*Blocco di testo*.

┄┄┄┄┄┄

L’astensione, in qualsiasi campo della vita, è fatale. Come disse una volta Martin Luther King, «le nostre vite incominciano a finire il giorno nel quale diventiamo silenziosi sulle cose che contano».

Quindi, quando dobbiamo dire No, attenzione all’errore di partire da un No. Un No positivo ci chiede di fare l’opposto: invece di partire da un No, partire da un Sì. Radicare il nostro No in un Sì più profondo: un Sì ai nostri interessi essenziali e a ciò che veramente conta per noi.

Quando diciamo un No, ricordiamoci sempre la differenza tra realtà e rappresentazione della realtà. La prima (R) è unica, oggettiva, sta fuori di noi, è uguale per tutti. La seconda (RR) è soggettiva, ognuno di noi ne ha una diversa: sono le idee, le opinioni, quello che pensiamo della realtà. Nel dire un No positivo dobbiamo sempre rispettare la soggettività dell’altro.

E poi, come ha spiegato Robert Dilts parlando dei livelli logici, teniamo sempre presente la differenza tra mondo dell’essere e mondo del fare. In un No positivo l’aspetto negativo deve rimanere confinato al mondo del fare (ambiente, comportamento, abilità), senza entrare nel mondo dell’essere (valori e convinzioni, identità, missione).

┄┄┄┄┄┄

*Informazioni estratte*.
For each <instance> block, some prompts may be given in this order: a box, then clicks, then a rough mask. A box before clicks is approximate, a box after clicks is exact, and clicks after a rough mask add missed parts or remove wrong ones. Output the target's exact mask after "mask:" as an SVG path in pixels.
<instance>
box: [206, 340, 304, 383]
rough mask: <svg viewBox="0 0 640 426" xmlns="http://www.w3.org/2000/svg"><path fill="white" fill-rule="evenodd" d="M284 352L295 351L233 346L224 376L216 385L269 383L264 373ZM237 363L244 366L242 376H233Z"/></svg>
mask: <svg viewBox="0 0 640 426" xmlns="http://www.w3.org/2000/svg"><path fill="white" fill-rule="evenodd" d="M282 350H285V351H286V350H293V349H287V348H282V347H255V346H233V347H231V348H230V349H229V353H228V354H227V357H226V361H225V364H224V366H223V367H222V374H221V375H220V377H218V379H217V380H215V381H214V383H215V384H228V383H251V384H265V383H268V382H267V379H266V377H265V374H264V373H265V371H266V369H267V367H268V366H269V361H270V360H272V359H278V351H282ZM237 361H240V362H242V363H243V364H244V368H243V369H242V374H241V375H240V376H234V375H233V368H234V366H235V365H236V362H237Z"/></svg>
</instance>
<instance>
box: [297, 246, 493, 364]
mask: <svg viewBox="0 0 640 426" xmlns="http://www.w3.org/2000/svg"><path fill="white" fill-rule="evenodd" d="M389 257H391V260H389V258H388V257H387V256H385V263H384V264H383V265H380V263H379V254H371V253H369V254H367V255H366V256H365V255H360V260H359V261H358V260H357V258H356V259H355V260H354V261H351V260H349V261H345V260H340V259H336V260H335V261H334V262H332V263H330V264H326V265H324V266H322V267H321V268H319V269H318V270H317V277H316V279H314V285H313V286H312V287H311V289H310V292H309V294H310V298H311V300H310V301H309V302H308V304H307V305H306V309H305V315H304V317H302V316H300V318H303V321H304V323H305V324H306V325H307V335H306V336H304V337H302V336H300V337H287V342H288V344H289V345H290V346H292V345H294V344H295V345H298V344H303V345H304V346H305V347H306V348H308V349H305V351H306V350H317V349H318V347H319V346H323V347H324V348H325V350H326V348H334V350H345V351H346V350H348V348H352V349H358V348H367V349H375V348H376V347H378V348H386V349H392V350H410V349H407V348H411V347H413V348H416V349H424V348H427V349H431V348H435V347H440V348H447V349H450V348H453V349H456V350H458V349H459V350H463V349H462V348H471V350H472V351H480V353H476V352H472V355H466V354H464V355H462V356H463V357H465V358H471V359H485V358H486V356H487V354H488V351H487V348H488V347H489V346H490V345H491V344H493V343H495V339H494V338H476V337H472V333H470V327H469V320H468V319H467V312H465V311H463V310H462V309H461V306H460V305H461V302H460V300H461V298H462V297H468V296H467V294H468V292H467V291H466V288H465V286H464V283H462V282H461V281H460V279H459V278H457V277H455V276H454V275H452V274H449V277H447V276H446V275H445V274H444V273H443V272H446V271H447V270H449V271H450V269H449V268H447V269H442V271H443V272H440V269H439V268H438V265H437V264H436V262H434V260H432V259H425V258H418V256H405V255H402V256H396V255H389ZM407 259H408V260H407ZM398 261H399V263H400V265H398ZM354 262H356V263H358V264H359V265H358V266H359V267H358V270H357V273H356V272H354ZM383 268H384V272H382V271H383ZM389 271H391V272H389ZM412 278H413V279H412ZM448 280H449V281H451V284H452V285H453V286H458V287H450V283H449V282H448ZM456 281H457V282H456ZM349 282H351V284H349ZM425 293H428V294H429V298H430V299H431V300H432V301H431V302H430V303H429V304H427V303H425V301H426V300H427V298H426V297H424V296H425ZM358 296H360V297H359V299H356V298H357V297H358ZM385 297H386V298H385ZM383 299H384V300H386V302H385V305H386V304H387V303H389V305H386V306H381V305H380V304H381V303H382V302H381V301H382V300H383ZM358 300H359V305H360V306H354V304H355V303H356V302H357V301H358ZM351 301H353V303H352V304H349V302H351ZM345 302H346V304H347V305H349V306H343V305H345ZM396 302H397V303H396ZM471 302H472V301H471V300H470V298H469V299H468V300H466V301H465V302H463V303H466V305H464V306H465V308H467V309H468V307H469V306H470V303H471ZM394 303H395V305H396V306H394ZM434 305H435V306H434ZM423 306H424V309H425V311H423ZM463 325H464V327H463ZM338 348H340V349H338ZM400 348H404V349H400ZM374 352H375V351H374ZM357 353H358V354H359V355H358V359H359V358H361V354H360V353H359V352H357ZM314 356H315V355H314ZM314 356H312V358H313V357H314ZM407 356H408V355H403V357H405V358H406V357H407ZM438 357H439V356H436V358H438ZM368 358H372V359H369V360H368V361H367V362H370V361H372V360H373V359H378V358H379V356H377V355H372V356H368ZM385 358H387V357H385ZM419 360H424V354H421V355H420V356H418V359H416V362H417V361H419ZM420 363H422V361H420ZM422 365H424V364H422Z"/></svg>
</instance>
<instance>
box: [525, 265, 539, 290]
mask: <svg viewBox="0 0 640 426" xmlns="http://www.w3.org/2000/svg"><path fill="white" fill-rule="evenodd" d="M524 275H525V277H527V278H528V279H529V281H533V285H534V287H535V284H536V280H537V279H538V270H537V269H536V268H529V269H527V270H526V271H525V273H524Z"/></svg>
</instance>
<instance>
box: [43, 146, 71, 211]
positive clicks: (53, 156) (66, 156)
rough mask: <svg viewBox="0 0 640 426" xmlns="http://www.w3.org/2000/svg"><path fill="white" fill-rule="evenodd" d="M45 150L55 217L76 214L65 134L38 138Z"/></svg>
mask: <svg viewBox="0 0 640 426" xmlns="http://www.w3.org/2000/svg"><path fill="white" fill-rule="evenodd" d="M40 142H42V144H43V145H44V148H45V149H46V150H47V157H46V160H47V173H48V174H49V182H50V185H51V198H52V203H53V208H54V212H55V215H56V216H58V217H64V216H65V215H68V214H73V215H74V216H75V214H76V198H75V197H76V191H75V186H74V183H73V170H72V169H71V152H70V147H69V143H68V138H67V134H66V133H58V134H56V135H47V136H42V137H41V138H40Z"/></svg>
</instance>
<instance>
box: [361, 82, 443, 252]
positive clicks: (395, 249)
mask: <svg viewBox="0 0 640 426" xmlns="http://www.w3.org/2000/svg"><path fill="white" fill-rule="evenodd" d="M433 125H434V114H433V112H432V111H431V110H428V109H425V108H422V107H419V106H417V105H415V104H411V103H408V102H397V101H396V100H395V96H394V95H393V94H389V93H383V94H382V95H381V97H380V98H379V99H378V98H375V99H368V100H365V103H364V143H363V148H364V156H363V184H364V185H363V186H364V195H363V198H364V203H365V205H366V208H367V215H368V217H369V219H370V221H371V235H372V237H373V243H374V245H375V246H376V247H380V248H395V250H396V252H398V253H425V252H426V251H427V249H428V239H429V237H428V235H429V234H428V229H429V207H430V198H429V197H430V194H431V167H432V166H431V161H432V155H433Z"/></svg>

┄┄┄┄┄┄

*Compiti da svolgere*.
- A) Secondo il testo sul No positivo, a quale mondo deve restare confinato l'aspetto negativo di un No positivo?
- B) Trascriva senza alcuna modifica il passo del testo sul No positivo da "Quindi, quando dobbiamo" a "la soggettività dell’altro.".
Le righe costituiscono materiale a sé stante, distinto dal testo.

*Risultati per compito*.
- A) Al mondo del fare (ambiente, comportamento, abilità).

- B)
Quindi, quando dobbiamo dire No, attenzione all’errore di partire da un No. Un No positivo ci chiede di fare l’opposto: invece di partire da un No, partire da un Sì. Radicare il nostro No in un Sì più profondo: un Sì ai nostri interessi essenziali e a ciò che veramente conta per noi.

Quando diciamo un No, ricordiamoci sempre la differenza tra realtà e rappresentazione della realtà. La prima (R) è unica, oggettiva, sta fuori di noi, è uguale per tutti. La seconda (RR) è soggettiva, ognuno di noi ne ha una diversa: sono le idee, le opinioni, quello che pensiamo della realtà. Nel dire un No positivo dobbiamo sempre rispettare la soggettività dell’altro.